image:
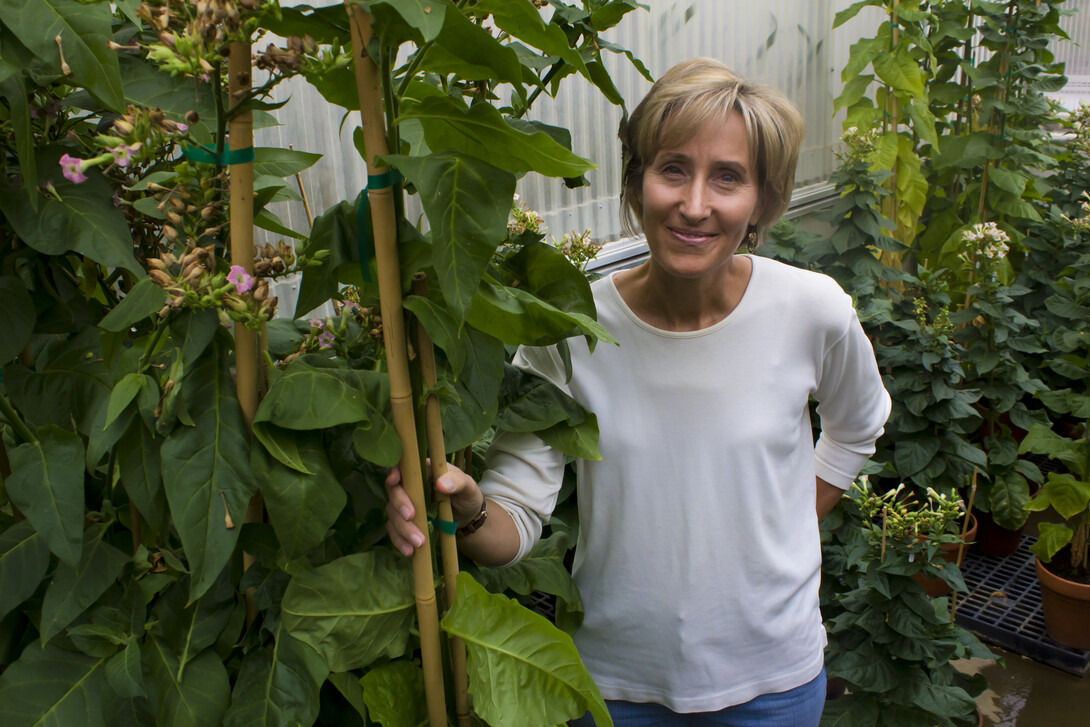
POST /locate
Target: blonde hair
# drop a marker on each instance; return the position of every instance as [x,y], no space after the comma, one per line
[681,101]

> **Exercise goal**: Output the data above exactly; pictures do not belong in the copy.

> **Response to this task**:
image:
POST /locate
Target: blonde hair
# drop a marker on each instance; return the position of every instance as [x,y], no space after the comma, one per line
[681,101]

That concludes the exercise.